start
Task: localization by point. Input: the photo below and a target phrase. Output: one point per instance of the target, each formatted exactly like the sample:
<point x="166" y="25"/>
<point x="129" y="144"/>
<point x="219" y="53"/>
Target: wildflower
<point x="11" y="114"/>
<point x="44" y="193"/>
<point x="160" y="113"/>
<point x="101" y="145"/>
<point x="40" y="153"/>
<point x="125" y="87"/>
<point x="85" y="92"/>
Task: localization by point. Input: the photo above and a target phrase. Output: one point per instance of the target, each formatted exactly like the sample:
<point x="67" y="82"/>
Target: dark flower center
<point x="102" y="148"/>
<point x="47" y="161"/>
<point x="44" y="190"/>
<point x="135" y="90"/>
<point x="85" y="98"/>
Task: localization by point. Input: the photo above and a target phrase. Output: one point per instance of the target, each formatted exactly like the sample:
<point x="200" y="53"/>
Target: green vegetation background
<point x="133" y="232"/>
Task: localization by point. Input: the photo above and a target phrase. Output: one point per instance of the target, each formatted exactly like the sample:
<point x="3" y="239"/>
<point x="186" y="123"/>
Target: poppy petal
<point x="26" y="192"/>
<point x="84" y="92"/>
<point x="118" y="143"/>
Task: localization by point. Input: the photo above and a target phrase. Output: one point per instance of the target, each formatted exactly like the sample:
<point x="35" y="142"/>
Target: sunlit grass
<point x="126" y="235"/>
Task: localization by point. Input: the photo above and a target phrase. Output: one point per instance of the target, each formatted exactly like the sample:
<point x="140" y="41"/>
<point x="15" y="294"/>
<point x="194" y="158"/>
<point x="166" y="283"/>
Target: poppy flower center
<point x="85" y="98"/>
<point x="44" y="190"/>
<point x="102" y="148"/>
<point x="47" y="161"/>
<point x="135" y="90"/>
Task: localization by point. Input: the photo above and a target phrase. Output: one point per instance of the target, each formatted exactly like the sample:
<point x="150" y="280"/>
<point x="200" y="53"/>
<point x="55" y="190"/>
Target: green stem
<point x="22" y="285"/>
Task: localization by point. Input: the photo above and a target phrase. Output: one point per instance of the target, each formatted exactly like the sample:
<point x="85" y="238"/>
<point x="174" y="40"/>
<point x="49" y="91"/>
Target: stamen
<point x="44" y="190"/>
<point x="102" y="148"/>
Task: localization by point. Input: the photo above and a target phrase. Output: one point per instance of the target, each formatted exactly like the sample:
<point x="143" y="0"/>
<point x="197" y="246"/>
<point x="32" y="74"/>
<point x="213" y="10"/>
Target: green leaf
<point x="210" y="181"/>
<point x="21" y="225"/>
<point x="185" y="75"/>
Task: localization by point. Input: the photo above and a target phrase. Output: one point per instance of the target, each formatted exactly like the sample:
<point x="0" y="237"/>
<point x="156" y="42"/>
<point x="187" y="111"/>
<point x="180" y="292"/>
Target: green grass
end
▶ **What is expected**:
Please give back all of the records exactly as written.

▶ **Task answer**:
Task: localization by point. Input: the photo below and a target phrase. Output: one point per instance of the target, each formatted exactly like the sample:
<point x="166" y="25"/>
<point x="129" y="144"/>
<point x="219" y="53"/>
Target: wildflower
<point x="11" y="114"/>
<point x="44" y="193"/>
<point x="160" y="113"/>
<point x="101" y="145"/>
<point x="40" y="153"/>
<point x="125" y="87"/>
<point x="85" y="92"/>
Task: localization by point. Input: the photo above and a target phrase. Output: one point per instance of the target, each formatted exactly like the sample:
<point x="67" y="82"/>
Target: dark flower center
<point x="102" y="148"/>
<point x="47" y="161"/>
<point x="44" y="190"/>
<point x="135" y="90"/>
<point x="85" y="98"/>
Task: localization by point. Input: the photo above and a target phrase. Output: one point per instance of the target, each formatted exactly like the sample:
<point x="200" y="53"/>
Target: green vegetation background
<point x="133" y="232"/>
Task: localization by point. Input: the photo above and a target phrase. Output: one point per instance of the target, each formatted exactly like the sample:
<point x="3" y="239"/>
<point x="186" y="123"/>
Target: poppy petal
<point x="26" y="192"/>
<point x="84" y="92"/>
<point x="118" y="143"/>
Task: localization by point. Input: the photo above and a target phrase. Output: one point per instance of the target, each formatted exactly like the sample:
<point x="35" y="142"/>
Target: sunlit grass
<point x="126" y="235"/>
Task: localization by point. Input: the photo above and a target phrase. Output: one point per instance of the target, each formatted exactly like the sample:
<point x="140" y="41"/>
<point x="15" y="294"/>
<point x="194" y="158"/>
<point x="166" y="283"/>
Target: poppy flower center
<point x="85" y="98"/>
<point x="44" y="190"/>
<point x="102" y="148"/>
<point x="47" y="161"/>
<point x="135" y="90"/>
Task: localization by point. Input: the photo above and a target phrase. Output: one point per instance of the target, each formatted exactly like the sample:
<point x="150" y="280"/>
<point x="200" y="53"/>
<point x="55" y="190"/>
Target: green stem
<point x="22" y="285"/>
Task: localization by point. Input: the photo above and a target phrase. Output: one point per instance of the target, each formatted exactly like the sample:
<point x="85" y="238"/>
<point x="174" y="40"/>
<point x="49" y="91"/>
Target: stamen
<point x="44" y="190"/>
<point x="102" y="148"/>
Task: localization by point. Input: the photo above and a target phrase. Output: one point per instance of the target, each formatted exactly like the sample:
<point x="143" y="0"/>
<point x="197" y="246"/>
<point x="32" y="74"/>
<point x="213" y="10"/>
Target: green leaf
<point x="210" y="181"/>
<point x="21" y="225"/>
<point x="185" y="75"/>
Task: localization by point. Input: the photo above and a target phrase. Output: one point per instance of the target, each formatted exactly like the sample:
<point x="0" y="237"/>
<point x="156" y="42"/>
<point x="187" y="111"/>
<point x="180" y="292"/>
Target: green grass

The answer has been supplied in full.